Page text.
On a mailing list I’m on, someone asked an interesting question about the du command: “I want to figure out how much disk space I’m using in different directories, but I don’t know how to exclude certain directories from the output. Anyone have a suggestion?”
My initial response was that you’d want to just pour the output through a grep -v, or, if you want to get fancy and use a regular expression, grep -vE. Like this:
du * | grep -vE ‘(/usr/|/bin/|/mnt/)’
which would give you an exhaustive output of disk usage by directory, but would skip any directories that matched the pattern /usr/ or /bin/ or /mnt/
It answered the question, but the intent of the person, however, was to also speed up the disk usage calculation itself; what he really wanted was to mask the directories within the du command. As he asked: “Would that skip retrieving the disk usage for any of those
directories, or simply skip displaying the disk usage? The main problem
with retrieving the information on those directories is that it can take a
lot time.”
It doesn’t skip getting the information, you’re right. If you want to do
that, then you need to explicitly list the directories you DO want to know
about. One way to do that, though, is to drop a list of all directories in
the current location into a file, then edit it to be what you want.

Data section.

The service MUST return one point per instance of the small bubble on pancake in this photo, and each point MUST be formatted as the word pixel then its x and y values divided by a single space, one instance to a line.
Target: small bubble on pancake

To do.
1) Decide whether each statement agrees with the post on the du command, answering yes or no and quoting the words from the post that settle it: (a) piping the du output through grep skips retrieving the disk usage for the excluded directories; (b) the person on the mailing list also wanted to speed up the disk usage calculation; (c) the regular expression version of the suggested filter uses grep -vE.
2) Reproduce the post on the du command from "It doesn’t skip" to "what you want.".
3) Carry on the post on the du command from the point where it stops.

Task results.
1)
(a) No: "It doesn’t skip getting the information, you’re right."
(b) Yes: "the intent of the person, however, was to also speed up the disk usage calculation itself"
(c) Yes: "if you want to get fancy and use a regular expression, grep -vE"

2)
It doesn’t skip getting the information, you’re right. If you want to do
that, then you need to explicitly list the directories you DO want to know
about. One way to do that, though, is to drop a list of all directories in
the current location into a file, then edit it to be what you want.

3)
Something like this:
find . -mindepth 1 -maxdepth 1 -type d -print > .localdirs
then edit the results to match your needs. Whenever you want to run the
du, use:
$ du -s $(cat .localdirs)
Or, if you’re a backtick sort of person:
$ du -s `cat .localdirs`
I hope that helps you solve your problem!
How Do I Skip Certain Directories In “du” Output?
On a mailing list I’m on, someone asked an interesting question about the du command: “I want to figure out how much disk space I’m using in different directories, but I don’t know how to exclude certain directories from the…
Great data! Thanks for the update. Even better, the -I flag is a mask, so you can have a simple pattern (well, sequence of characters) that will mask more than one directory. However, that’s a potential problem too, because -I admin would also block a folder called MyAdminTools and similar…
Add a “-I foldername” (that’s minus-capital-i) to the du command for each folder to skip:
brighthold:~ % du -s admin
320760 admin
brighthold:~ % du -s admin/tcsh
448 admin/tcsh
brighthold:~ % du -s -I tcsh admin
320312 admin
Notice that the result of the last du (320,312) is the size of admin (320,760) minus the size of tcsh (448).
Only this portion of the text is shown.